▶ _Given problem_: Extract each row below that contains the word "countertop" and copy those rows in full.

▶ _Pointing dataset excerpts_:
* start *
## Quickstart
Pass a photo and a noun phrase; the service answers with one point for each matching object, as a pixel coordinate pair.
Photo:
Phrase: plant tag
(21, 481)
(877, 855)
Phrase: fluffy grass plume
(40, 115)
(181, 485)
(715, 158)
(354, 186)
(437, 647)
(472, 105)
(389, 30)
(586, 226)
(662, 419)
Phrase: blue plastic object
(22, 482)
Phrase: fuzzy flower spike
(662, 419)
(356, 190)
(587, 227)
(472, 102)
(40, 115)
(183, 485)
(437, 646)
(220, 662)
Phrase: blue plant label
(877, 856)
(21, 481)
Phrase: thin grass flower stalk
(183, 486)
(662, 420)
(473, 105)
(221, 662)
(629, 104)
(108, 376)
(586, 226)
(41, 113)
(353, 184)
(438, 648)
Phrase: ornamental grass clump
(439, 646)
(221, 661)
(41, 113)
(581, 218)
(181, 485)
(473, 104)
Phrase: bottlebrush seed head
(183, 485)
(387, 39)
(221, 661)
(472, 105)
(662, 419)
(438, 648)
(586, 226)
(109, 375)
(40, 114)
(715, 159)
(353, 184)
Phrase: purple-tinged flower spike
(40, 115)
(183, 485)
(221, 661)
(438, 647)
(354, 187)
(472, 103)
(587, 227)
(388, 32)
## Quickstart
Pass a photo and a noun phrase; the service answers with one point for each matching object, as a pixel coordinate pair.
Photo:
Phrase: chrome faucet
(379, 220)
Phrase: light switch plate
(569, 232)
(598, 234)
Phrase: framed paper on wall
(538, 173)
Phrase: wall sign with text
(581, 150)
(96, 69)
* end *
* start *
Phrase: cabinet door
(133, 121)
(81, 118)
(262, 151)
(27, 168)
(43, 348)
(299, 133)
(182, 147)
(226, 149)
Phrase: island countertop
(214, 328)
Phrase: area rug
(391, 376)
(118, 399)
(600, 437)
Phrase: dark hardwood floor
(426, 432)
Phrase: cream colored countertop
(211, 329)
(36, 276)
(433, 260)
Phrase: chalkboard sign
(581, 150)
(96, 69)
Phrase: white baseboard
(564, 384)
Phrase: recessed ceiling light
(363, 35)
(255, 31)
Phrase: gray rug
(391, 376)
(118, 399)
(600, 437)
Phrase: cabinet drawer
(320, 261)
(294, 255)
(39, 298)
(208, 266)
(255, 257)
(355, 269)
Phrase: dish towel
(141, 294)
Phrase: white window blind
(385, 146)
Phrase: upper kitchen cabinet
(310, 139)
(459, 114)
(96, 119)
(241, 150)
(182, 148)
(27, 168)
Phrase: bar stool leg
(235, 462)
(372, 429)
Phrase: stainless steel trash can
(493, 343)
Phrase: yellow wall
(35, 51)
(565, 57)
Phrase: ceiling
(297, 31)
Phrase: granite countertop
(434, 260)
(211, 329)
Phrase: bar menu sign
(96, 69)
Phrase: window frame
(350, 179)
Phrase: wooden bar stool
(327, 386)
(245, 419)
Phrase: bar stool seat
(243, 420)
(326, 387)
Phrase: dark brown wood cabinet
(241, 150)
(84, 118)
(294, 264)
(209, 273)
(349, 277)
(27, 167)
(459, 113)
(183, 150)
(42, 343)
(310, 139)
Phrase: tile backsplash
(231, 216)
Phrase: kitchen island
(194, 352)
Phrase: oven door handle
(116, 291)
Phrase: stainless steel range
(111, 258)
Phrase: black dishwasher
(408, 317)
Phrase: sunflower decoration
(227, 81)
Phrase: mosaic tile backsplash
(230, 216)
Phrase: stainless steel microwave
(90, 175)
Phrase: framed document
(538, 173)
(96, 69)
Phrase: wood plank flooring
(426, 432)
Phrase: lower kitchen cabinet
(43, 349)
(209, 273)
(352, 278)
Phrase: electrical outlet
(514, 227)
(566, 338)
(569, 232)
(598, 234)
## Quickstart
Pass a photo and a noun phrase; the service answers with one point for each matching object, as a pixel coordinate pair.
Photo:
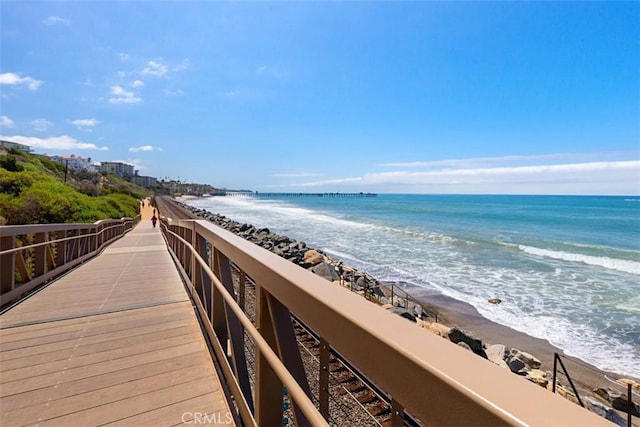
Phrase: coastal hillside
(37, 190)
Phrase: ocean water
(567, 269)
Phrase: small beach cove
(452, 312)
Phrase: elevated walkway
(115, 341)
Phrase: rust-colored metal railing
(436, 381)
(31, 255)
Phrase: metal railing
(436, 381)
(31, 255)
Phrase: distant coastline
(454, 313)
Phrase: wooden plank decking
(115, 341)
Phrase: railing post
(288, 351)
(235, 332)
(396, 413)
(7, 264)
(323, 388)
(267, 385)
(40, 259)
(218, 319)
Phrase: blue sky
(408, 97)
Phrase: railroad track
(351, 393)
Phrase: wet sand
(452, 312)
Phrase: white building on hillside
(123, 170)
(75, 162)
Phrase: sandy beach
* end *
▶ _The answer_:
Phrase: island countertop
Phrase: cream colored countertop
Phrase: granite countertop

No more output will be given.